◆ Requirement
Copy out the entries in full and with complete accuracy; pictures are excluded.
-- Start --
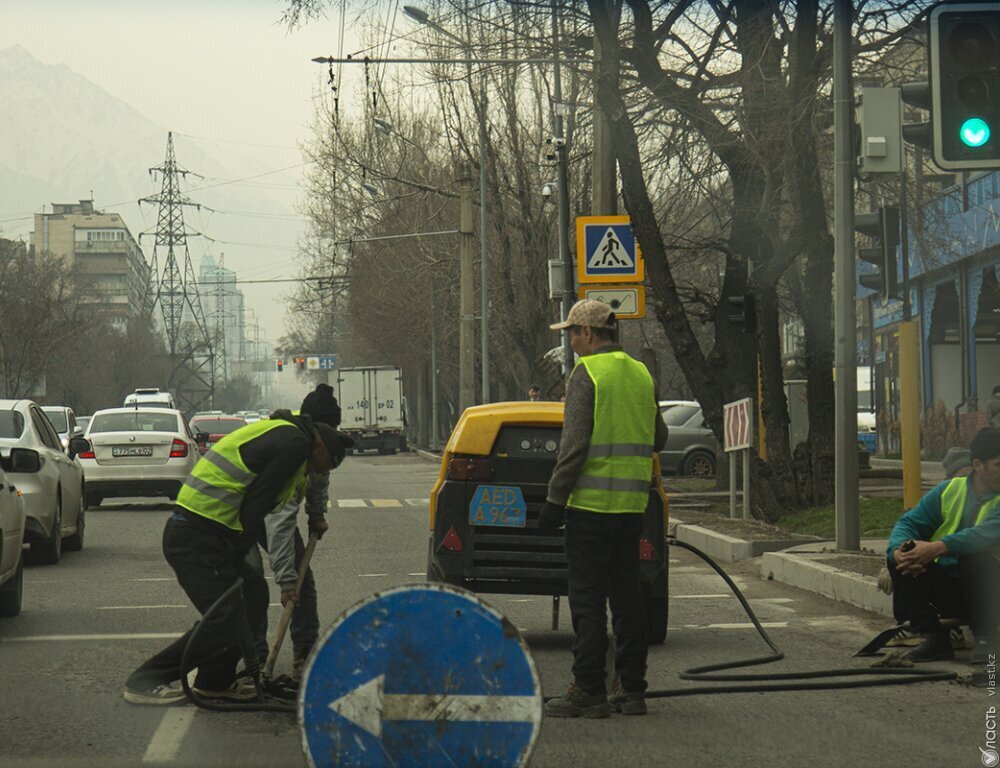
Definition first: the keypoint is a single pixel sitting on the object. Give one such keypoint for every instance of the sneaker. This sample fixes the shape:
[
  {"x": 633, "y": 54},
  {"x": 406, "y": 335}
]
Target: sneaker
[
  {"x": 578, "y": 703},
  {"x": 935, "y": 647},
  {"x": 162, "y": 695},
  {"x": 240, "y": 690},
  {"x": 627, "y": 702}
]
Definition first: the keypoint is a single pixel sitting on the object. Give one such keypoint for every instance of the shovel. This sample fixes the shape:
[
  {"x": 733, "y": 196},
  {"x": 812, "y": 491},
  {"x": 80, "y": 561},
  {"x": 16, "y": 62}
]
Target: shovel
[
  {"x": 286, "y": 616},
  {"x": 878, "y": 642}
]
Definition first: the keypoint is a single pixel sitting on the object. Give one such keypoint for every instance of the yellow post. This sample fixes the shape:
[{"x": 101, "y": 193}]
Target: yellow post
[
  {"x": 909, "y": 408},
  {"x": 761, "y": 431}
]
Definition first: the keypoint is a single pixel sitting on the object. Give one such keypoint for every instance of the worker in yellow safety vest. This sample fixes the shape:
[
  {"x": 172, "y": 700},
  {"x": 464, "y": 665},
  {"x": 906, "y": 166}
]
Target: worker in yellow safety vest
[
  {"x": 219, "y": 515},
  {"x": 600, "y": 488},
  {"x": 943, "y": 558}
]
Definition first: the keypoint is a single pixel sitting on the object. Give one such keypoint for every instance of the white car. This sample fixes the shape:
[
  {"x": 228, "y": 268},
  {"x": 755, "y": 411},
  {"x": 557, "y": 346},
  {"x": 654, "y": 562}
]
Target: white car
[
  {"x": 52, "y": 487},
  {"x": 11, "y": 538},
  {"x": 137, "y": 451}
]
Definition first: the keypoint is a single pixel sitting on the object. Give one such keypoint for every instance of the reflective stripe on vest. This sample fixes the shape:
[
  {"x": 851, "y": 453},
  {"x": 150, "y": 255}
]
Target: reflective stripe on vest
[
  {"x": 953, "y": 507},
  {"x": 619, "y": 467},
  {"x": 216, "y": 487}
]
-- End --
◆ Solution below
Definition first: the keypoint is a single pixel sitting on the object. Give one such keypoint for every instance of the sneaker. This sample fixes the shape:
[
  {"x": 633, "y": 54},
  {"x": 406, "y": 335}
]
Target: sneaker
[
  {"x": 578, "y": 703},
  {"x": 935, "y": 647},
  {"x": 162, "y": 695},
  {"x": 240, "y": 690},
  {"x": 627, "y": 702}
]
Definition first: the keypoint is a single pixel sitting on the object. Give one such keypoint for every instance of the shovel. This sample fixes the shape:
[
  {"x": 733, "y": 196},
  {"x": 812, "y": 491},
  {"x": 80, "y": 561},
  {"x": 16, "y": 62}
]
Target: shovel
[
  {"x": 286, "y": 616},
  {"x": 878, "y": 642}
]
Definition first: the keypoint is a single pixel sitting on the object. Give one such keypoint for every instance of the yellow post. This sample fixes the shape:
[{"x": 101, "y": 193}]
Target: yellow post
[
  {"x": 909, "y": 408},
  {"x": 761, "y": 431}
]
Definition first: the keypoint is a single pixel sitting on the object. Give one such keypoint for every instance of the worker in yellow safety vest. This sample fixes the shape:
[
  {"x": 172, "y": 700},
  {"x": 464, "y": 665},
  {"x": 906, "y": 166}
]
Target: worker in yellow safety vest
[
  {"x": 219, "y": 515},
  {"x": 600, "y": 488},
  {"x": 943, "y": 558}
]
Definition first: the keypoint is a single pixel sitting on the object. Give one such keypoint for every instance of the white car. This sample fixes the shape:
[
  {"x": 228, "y": 268},
  {"x": 755, "y": 411},
  {"x": 557, "y": 346},
  {"x": 654, "y": 562}
]
Target: white car
[
  {"x": 52, "y": 487},
  {"x": 11, "y": 538},
  {"x": 137, "y": 451}
]
Definition first: the keypoint is a single pixel sitting on the object. Give one such keypoint for every instance of the reflective stripe on vest. This sample fixes the shape:
[
  {"x": 851, "y": 453},
  {"x": 150, "y": 255}
]
Target: reflective stripe on vest
[
  {"x": 953, "y": 507},
  {"x": 619, "y": 467},
  {"x": 216, "y": 487}
]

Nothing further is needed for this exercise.